- **Compito breve 1**
Traduci in inglese la seguente frase del brano sulla Politica agricola comune: "Sei piani delle regioni italiane sono stati già approvati, e l'iter per tutti si dovrebbe concludere a settembre."

- **Brano da leggere**
========================================================================
Annamaria Capparelli. Una sforbiciata alla burocrazia della Politica agricola comune, strategia europea per il cibo, contenziosi con l’Italia, ma anche le prospettive di un’intesa commerciale con gli Usa e i rischi dell’incognita greca. I temi sul tappeto sono tanti e delicati. Phil Hogan, 55 anni, politico irlandese commissario europeo per l’Agricoltura e lo sviluppo rurale nella Commissione Juncker da novembre 2014, nonostante le difficoltà continua a mantenere una visione ottimistica sul futuro dell’agroalimentare europeo.
Il Sole 24 Ore lo ha incontrato durante la sua visita a Roma, un’occasione di confronto con le organizzazioni agricole e i parlamentari.
L’ultima riforma della politica agricola comune non ha centrato l’obiettivo della semplificazione. Nel 2016 la Commissione riprenderà in mano il dossier?
Gli obiettivi della nuova Pac sono tanti, tutela dei redditi degli agricoltori, misure ambientali per il bene pubblico, garanzie dell’approvvigionamento del cibo, ma anche creazione di nuovi posti di lavoro nelle aree rurali. Una politica inevitabilmente complessa. Commissione e Parlamento Ue hanno discusso 8mila proposte di emendamenti. Ora affronteremo la semplificazione delle misure per ottenere i maggiori benefici.
Impegni precisi?
Intanto la riduzione del numero delle regole per il food ,da 200 a 50 e la revisione del greening. È in programma un focus ecologico, perché vogliamo capire se si stanno raggiungendo gli obiettivi ambientali. Il processo di semplificazione è una opportunità per verificare i progressi dell’attuazione della Pac. Nel 2016 ci saranno ulteriori emendamenti che faranno parte della revisione prevista per il 2017.
Anche lo Sviluppo rurale, secondo pilastro della Politica agricola è in affanno.
Il programma di sviluppo rurale, con 20 miliardi di spesa pubblica per l’Italia, è frutto di un accordo quadro con la Commissione del 2014. Sei piani delle regioni italiane sono stati già approvati, e l’iter per tutti si dovrebbe concludere a settembre. L’Italia ha concentrato i piani su un numero limitato di priorità, ma si tratta comunque di un sistema oneroso e complesso. La Commissione ha dato massima flessibilità per offrire sostegni ai produttori delle aree rurali.
Mandato in pensione il regime delle quote, il latte europeo non riesce a trovare un equilibrio economico. Sono allo studio nuove misure?
Il problema è legato alla legge dell’offerta del mercato del latte europeo che nel 2014 ha registrato un aumento produttivo del 5%, con un inevitabile impatto sul prezzo. L’embargo russo e la lentezza dell’apertura della Cina ai prodotti in polvere hanno aggravato la situazione. Il prezzo medio europeo è di 31,3 centesimi e nel breve periodo la volatilità resta. Ci sono però segnali di stabilizzazione per latte in polvere e formaggi. Continueremo a monitorare il mercato con un osservatorio rafforzato, ma la situazione resterà critica fino a quando non si registrerà una reale apertura dei mercati dell’estremo Oriente.
Sempre in tema di latte non si può ignorare la querelle tra la Commissione e Italia sull’uso del latte in polvere per i formaggi.
========================================================================
- **Compito breve 2**
Riporta quante righe delle voci contengono la stringa "rear". Rispondi con il solo numero.

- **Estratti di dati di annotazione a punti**
========================================================================
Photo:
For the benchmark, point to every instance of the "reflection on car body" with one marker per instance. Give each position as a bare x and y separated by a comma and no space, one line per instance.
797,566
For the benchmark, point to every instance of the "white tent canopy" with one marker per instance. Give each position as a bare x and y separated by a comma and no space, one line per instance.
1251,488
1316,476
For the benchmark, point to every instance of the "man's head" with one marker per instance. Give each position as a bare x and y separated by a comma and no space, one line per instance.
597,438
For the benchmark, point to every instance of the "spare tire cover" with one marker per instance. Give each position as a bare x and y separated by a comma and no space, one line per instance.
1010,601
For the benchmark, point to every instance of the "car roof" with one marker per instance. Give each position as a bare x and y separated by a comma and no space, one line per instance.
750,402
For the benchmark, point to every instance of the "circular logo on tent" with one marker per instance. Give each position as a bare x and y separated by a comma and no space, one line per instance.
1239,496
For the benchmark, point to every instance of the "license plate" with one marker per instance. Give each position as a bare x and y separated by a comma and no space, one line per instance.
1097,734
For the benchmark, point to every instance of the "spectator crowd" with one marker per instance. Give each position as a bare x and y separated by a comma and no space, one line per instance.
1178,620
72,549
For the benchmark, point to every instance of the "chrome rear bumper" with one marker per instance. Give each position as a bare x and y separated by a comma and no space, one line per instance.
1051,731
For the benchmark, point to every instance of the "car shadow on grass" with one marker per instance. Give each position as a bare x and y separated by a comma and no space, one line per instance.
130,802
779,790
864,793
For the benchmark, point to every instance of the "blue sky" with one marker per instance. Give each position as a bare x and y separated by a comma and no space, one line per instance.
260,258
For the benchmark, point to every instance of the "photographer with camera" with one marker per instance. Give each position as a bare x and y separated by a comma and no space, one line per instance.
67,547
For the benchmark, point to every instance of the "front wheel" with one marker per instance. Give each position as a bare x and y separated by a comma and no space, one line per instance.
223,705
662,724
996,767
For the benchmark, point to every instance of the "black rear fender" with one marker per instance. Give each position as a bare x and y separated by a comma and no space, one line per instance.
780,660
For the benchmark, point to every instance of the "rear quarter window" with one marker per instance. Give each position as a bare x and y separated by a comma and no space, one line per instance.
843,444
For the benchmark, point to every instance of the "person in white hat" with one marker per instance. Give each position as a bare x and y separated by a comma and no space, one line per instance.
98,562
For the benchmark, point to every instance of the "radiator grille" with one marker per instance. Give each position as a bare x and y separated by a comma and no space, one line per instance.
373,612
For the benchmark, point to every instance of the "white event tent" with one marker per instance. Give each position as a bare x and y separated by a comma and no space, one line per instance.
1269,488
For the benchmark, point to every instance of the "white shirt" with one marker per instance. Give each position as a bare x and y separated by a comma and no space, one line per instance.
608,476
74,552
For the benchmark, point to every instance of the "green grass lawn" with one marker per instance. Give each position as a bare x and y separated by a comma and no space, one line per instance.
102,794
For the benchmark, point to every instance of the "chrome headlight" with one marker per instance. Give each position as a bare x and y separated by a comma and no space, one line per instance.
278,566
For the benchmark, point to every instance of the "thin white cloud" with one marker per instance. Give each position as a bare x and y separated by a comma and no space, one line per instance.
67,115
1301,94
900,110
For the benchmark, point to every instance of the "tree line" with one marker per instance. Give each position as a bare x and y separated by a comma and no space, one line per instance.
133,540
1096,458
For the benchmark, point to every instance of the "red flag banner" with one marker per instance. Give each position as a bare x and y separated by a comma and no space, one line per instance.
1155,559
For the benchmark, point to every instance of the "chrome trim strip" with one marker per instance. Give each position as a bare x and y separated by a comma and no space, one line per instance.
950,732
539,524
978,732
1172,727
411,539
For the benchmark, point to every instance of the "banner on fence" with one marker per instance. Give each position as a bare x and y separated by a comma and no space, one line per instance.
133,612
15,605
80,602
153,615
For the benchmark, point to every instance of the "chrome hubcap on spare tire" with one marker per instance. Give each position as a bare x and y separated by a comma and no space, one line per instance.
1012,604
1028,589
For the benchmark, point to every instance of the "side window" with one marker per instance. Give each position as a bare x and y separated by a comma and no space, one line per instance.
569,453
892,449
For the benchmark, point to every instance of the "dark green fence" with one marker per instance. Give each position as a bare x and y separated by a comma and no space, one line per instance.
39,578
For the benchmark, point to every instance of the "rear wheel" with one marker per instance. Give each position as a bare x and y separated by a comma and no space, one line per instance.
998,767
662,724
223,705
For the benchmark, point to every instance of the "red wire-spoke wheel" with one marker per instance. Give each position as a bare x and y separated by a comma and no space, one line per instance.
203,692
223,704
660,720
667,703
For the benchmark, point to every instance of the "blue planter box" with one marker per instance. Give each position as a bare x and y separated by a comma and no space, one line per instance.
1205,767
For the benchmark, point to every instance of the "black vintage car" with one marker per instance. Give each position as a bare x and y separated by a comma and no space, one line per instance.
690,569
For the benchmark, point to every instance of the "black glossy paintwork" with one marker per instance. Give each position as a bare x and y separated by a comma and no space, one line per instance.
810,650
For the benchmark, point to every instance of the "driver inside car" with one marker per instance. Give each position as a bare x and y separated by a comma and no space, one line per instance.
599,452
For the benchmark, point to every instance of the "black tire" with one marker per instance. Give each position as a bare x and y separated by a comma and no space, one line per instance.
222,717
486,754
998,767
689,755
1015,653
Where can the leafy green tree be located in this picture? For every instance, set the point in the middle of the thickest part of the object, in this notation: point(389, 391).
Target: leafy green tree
========================================================================
- **Risultato del compito 1**
Six plans from the Italian regions have already been approved, and the process for all of them should be completed in September.

- **Risultato del compito 2**
4